Start of GIVEN INFORMATION
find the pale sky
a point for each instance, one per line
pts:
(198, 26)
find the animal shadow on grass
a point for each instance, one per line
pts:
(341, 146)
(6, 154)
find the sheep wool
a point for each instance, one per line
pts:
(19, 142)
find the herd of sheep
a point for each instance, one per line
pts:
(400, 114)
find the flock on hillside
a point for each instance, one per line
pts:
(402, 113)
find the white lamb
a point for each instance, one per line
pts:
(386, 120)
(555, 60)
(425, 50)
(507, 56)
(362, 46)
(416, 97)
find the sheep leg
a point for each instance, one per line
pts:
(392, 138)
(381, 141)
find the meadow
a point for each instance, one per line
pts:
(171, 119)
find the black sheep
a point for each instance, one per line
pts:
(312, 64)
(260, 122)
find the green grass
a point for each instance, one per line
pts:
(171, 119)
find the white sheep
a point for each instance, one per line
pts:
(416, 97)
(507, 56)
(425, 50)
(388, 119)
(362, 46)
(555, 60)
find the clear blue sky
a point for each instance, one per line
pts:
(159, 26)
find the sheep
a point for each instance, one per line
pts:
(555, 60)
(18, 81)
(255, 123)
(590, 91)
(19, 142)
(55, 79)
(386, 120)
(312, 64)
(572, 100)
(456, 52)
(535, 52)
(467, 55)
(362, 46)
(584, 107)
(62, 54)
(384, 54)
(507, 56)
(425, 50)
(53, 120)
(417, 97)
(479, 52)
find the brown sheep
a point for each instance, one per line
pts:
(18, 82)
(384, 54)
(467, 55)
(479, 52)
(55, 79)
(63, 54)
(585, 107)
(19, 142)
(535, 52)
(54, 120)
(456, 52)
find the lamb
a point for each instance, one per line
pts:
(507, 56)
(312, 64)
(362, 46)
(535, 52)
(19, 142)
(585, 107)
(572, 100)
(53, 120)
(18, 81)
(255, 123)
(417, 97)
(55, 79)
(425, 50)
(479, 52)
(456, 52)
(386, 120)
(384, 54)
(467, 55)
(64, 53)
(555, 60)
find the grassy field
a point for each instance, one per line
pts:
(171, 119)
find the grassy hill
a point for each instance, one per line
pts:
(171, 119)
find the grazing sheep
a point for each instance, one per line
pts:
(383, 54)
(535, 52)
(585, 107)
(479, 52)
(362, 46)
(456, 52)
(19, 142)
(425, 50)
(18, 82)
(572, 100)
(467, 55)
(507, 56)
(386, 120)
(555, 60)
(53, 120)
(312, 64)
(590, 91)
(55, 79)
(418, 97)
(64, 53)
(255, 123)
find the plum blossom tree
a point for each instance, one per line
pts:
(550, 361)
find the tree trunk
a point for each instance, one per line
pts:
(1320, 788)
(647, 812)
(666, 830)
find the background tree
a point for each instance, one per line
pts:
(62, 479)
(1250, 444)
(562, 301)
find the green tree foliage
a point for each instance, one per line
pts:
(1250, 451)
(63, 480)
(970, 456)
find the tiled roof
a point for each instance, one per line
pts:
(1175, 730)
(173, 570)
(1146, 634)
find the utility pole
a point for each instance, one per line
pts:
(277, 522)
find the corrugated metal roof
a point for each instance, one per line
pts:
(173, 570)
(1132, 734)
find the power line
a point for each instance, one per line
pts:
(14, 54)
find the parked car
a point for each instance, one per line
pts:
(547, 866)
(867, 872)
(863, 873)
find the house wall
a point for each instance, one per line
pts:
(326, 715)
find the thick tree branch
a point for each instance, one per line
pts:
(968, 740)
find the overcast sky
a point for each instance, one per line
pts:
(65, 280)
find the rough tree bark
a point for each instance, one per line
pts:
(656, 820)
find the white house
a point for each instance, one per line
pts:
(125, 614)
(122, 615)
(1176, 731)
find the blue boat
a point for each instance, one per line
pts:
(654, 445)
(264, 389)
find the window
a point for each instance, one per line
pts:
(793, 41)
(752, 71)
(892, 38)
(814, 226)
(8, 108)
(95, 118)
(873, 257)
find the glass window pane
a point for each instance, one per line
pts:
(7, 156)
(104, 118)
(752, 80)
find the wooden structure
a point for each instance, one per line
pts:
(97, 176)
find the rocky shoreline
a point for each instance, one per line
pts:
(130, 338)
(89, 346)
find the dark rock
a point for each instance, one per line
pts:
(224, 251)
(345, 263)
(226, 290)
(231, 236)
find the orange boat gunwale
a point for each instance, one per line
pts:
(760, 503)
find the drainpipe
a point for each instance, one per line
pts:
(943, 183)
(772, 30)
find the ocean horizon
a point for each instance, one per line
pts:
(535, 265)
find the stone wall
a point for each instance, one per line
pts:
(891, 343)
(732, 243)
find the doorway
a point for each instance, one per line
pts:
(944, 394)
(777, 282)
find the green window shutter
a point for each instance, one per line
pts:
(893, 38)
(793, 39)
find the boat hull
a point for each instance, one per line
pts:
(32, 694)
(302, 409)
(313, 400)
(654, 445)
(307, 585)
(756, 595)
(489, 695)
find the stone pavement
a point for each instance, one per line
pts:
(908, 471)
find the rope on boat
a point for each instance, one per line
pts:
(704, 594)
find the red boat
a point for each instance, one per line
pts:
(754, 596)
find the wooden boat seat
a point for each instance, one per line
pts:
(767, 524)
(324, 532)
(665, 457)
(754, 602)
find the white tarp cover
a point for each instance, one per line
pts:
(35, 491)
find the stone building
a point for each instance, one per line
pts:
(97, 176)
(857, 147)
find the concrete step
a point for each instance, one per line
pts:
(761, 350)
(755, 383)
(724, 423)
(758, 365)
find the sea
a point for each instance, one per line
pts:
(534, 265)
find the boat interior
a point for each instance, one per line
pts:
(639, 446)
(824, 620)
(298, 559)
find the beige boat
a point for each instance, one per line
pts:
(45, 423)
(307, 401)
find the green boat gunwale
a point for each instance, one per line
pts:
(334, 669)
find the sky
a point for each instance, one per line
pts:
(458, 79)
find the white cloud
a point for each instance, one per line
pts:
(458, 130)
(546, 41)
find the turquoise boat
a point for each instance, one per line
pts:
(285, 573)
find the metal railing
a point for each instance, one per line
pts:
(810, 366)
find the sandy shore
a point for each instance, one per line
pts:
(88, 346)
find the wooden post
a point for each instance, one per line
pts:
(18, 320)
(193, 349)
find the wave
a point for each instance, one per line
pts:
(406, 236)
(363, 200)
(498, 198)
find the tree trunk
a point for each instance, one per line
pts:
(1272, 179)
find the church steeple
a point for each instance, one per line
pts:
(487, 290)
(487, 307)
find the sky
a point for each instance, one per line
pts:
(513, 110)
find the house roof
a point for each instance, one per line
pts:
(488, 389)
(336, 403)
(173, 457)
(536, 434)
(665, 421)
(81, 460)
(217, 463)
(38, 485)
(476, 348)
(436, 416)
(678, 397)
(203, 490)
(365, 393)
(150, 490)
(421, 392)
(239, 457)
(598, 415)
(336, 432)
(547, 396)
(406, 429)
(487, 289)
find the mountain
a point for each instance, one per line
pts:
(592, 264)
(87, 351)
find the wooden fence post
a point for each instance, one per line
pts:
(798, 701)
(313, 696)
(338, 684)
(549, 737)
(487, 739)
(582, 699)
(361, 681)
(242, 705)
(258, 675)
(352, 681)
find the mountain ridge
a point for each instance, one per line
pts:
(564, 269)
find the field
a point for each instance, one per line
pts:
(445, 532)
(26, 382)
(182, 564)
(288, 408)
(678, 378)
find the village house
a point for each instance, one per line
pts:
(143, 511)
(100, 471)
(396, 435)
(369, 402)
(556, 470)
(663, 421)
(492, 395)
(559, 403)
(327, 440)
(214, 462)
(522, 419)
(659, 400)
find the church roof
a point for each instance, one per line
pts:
End of GIVEN INFORMATION
Across the entries above, find each line with the word "boat" and please copy it out.

find the blue boat
find the orange boat gunwale
find the boat hull
find the rope on boat
find the red boat
find the wooden boat seat
find the boat interior
find the beige boat
find the green boat gunwale
find the turquoise boat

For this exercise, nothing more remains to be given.